> **YOUR GOAL**
Which of the lines in the records below hold the string "rough"? Copy every one of them.

> **THE RECORDS**
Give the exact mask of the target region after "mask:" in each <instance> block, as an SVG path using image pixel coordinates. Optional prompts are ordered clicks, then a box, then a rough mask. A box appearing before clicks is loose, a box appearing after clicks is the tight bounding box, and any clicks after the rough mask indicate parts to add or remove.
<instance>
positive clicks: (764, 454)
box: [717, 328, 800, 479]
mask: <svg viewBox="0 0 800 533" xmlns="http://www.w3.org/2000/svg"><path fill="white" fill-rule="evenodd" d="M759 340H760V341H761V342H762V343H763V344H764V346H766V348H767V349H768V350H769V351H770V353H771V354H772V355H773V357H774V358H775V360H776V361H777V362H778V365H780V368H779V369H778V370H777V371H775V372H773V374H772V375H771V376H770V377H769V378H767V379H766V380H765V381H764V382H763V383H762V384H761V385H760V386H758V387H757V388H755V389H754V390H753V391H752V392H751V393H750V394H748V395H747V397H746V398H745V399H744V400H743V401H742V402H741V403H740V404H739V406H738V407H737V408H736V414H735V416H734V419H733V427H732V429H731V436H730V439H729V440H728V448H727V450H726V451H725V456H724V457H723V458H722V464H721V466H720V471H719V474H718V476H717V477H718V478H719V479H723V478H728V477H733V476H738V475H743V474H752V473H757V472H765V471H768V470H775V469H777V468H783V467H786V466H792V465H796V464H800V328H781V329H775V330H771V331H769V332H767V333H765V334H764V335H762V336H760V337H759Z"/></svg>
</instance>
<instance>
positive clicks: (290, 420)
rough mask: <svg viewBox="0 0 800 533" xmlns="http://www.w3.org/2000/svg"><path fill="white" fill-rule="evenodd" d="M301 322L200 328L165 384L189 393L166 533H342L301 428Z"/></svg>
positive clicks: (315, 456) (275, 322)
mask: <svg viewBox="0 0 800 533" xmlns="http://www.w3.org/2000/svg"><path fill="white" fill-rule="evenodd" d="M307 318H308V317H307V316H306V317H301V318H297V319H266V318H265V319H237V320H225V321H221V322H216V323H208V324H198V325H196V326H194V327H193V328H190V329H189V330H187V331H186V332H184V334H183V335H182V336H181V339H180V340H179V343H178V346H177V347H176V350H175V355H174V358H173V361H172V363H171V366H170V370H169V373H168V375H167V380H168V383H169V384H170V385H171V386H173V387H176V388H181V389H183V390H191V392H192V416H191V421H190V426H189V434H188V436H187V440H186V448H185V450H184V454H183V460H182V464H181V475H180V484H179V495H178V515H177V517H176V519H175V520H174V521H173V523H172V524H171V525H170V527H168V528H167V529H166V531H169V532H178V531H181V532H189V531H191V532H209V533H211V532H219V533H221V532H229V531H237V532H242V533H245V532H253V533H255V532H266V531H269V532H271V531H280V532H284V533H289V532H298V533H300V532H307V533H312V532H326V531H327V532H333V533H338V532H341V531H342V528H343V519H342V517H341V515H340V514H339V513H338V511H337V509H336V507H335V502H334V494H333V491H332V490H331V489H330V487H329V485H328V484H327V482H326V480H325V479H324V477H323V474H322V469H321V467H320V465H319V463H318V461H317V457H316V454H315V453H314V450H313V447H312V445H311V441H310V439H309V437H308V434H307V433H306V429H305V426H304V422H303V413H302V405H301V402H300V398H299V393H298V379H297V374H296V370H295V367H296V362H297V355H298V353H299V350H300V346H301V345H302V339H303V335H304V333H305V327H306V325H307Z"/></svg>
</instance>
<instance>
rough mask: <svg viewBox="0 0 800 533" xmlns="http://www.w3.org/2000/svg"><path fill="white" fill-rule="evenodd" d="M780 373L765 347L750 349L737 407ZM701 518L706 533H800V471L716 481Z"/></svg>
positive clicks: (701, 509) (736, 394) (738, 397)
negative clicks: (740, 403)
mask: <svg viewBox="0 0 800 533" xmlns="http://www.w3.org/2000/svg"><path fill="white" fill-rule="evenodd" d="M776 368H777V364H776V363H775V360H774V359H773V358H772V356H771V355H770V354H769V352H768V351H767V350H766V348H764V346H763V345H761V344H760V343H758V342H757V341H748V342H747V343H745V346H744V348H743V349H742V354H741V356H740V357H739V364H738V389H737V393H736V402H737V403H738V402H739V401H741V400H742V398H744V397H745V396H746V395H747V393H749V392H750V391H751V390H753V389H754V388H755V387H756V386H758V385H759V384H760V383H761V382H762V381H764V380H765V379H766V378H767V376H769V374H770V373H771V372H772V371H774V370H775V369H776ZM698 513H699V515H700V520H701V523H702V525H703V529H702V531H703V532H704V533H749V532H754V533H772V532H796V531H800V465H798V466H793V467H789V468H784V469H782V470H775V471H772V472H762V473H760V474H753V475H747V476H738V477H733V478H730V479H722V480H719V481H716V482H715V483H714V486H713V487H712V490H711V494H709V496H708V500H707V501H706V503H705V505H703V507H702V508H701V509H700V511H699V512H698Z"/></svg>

> **FINISHED TASK**
Give the exact mask of the target region after "mask:" in each <instance> block, as an SVG path using image pixel coordinates. Optional prompts are ordered clicks, then a box, then a rough mask. A box appearing before clicks is loose, a box appearing after clicks is the tight bounding box, and any clicks after the rough mask indicate parts to add or remove.
rough mask: <svg viewBox="0 0 800 533" xmlns="http://www.w3.org/2000/svg"><path fill="white" fill-rule="evenodd" d="M301 322L200 328L165 384L189 393L166 533H342L301 428Z"/></svg>
rough mask: <svg viewBox="0 0 800 533" xmlns="http://www.w3.org/2000/svg"><path fill="white" fill-rule="evenodd" d="M780 373L765 347L750 349L737 407ZM701 518L706 533H800V471L716 481Z"/></svg>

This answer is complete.